## Page extract
..........

This code, example notebooks, and documentation for Scale’s Dex service - a document understanding capability that helps extract accurate information from unstructured data.

Overview

Dex is Scale’s document understanding service that enables:
  • Document Parsing - Convert any document (PDFs, DOCX, images, etc.) into structured JSON format
  • Data Extraction - Extract specific information using custom schemas and prompts
  • Project Management - Organize and isolate data with proper credential management
  • File Management - Secure file upload and storage with cloud provider integration

Prerequisites

Before using this repository, ensure you have:
  • ✅ A valid Scale account with SGP (Scale General Platform) access
  • ✅ Your SGP account ID and API key set as environment variables:
export SGP_ACCOUNT_ID="your_account_id"
export SGP_API_KEY="your_api_key"
  • ✅ VPN connection to Scale’s internal network
  • ✅ Python 3.8+ installed
  • ✅ Required Python packages (see Installation section)

Installation

1. Install Dex SDK

The Dex SDK can be installed from Scale’s internal CodeArtifact repository

2. Alternative: Install from Local Wheels

If you have the wheel files locally:
pip install sdk/dex_core-xxx.whl sdk/dex_sdk-xxx.whl

3. Install Additional Dependencies

pip install requests pydantic

Quick Start

1. Initialize Dex Client

import os
from datetime import datetime
from dex_sdk import DexClient
from dex_sdk.types import ProjectCredentials, SGPCredentials

# Initialize the Dex client
dex_client = DexClient(
    base_url="https://dex.sgp.scale.com",
)

2. Create a Project

# Create a project with SGP credentials
project = await dex_client.create_project(
    name="My Dex Project",
    credentials=ProjectCredentials(
        sgp=SGPCredentials(
            account_id=os.getenv("SGP_ACCOUNT_ID"),
            api_key=os.getenv("SGP_API_KEY"),
        ),
    ),
)

3. Upload a Document

# Upload a file to the project
dex_file = await project.upload_file("path/to/your/document.pdf")
print(f"✅ File uploaded successfully! File ID: {dex_file.id}")

..........

## Problem to solve
In the Dex service documentation, what Python version is listed as a prerequisite? Rely only on the text above.

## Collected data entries
..........

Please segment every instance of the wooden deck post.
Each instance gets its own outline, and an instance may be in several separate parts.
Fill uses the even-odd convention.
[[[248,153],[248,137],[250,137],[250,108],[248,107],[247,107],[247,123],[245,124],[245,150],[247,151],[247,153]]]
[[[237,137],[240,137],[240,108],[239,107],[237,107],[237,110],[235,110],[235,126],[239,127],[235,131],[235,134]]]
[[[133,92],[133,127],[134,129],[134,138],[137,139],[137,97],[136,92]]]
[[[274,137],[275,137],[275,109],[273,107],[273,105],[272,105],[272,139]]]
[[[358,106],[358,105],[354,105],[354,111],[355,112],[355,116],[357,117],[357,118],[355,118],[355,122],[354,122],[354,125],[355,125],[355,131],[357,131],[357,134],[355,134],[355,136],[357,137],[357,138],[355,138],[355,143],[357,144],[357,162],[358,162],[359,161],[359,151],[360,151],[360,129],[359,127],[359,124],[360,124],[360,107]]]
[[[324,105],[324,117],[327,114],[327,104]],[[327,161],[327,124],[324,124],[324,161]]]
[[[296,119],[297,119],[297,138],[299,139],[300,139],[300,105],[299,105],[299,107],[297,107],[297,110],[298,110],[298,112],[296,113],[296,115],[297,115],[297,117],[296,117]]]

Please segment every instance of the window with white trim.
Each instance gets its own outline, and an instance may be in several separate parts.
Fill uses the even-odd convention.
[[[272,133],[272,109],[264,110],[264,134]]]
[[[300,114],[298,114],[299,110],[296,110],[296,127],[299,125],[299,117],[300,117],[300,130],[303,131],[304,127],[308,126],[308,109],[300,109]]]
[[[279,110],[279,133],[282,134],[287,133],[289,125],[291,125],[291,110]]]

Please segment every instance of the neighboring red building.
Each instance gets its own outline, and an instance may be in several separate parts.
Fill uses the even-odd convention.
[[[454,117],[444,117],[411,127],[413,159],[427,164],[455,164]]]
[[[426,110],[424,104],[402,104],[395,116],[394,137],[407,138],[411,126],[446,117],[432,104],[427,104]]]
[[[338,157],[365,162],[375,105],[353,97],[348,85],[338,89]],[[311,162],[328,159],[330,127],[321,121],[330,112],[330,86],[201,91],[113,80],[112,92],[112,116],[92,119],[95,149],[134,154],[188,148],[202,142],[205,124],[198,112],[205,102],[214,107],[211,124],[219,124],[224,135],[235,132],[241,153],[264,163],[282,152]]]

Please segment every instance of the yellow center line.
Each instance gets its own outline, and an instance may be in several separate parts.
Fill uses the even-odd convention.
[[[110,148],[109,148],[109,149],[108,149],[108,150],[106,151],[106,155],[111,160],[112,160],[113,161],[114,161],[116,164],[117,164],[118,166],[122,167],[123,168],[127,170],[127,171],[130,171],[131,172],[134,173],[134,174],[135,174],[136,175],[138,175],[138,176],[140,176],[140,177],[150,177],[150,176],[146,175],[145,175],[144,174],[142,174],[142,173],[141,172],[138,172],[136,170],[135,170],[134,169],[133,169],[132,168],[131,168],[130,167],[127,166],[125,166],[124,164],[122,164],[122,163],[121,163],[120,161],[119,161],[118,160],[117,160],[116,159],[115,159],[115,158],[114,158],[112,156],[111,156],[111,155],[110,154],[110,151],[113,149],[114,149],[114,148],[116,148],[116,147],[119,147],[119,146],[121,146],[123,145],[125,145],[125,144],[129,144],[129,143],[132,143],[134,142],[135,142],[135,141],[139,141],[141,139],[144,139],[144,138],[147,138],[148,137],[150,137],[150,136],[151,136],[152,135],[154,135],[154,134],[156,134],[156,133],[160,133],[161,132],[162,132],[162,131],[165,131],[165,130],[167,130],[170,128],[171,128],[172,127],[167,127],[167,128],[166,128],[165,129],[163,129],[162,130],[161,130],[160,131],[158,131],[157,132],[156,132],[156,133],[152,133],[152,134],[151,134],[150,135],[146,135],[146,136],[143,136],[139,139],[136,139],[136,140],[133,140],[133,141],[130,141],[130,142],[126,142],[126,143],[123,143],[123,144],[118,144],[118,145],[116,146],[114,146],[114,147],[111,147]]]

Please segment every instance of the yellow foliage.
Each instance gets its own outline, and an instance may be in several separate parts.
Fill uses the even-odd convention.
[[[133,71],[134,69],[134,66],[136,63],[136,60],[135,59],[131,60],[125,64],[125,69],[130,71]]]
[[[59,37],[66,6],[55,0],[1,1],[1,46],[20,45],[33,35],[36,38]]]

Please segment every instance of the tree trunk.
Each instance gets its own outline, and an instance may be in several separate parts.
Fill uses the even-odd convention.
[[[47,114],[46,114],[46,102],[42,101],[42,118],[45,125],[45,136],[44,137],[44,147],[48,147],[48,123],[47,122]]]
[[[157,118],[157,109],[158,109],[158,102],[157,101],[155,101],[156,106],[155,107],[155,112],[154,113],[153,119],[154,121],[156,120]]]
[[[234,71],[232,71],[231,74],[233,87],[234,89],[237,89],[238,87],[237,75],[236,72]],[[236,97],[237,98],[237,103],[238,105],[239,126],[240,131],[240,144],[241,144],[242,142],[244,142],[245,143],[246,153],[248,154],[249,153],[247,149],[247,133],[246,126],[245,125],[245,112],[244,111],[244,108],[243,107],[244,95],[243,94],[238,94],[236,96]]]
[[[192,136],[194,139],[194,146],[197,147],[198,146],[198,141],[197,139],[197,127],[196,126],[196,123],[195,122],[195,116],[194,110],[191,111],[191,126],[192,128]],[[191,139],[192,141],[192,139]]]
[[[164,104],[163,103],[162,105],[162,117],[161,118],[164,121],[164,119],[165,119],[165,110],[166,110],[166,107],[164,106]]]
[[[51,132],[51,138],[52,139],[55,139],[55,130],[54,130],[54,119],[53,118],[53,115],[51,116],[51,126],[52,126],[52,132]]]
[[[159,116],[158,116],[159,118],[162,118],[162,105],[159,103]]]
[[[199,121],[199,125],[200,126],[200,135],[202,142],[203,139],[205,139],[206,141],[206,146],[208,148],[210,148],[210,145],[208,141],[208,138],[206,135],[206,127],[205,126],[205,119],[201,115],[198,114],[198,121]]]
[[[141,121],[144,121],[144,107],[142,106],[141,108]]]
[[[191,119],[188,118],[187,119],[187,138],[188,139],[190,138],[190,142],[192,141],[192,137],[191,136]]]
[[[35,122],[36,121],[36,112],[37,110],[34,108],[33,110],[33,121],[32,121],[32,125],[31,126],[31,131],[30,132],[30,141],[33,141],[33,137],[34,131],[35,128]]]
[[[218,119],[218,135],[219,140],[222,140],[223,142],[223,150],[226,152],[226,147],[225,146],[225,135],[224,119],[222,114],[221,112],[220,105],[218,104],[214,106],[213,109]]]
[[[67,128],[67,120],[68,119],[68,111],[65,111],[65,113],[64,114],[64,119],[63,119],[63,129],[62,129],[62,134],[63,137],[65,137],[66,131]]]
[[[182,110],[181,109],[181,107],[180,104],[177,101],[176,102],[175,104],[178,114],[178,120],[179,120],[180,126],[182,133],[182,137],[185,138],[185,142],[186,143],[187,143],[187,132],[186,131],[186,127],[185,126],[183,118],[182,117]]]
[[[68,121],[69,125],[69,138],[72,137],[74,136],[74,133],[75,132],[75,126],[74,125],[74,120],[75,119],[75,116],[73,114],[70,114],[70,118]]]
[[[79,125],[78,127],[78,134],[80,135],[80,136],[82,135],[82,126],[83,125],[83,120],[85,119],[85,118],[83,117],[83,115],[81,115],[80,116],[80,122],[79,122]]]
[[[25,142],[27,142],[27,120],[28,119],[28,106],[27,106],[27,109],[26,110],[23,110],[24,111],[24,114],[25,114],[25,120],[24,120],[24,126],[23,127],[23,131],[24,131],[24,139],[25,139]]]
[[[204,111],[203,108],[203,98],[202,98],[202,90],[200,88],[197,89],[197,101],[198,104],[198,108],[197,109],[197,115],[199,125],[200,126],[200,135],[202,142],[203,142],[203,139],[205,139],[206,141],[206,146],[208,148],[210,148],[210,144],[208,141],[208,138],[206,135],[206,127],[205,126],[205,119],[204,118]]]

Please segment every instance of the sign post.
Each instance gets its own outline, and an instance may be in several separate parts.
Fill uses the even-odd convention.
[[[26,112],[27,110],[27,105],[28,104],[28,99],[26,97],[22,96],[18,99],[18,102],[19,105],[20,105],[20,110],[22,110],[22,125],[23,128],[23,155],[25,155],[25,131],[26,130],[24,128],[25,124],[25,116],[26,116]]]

..........

## Response to this exercise
Python 3.8+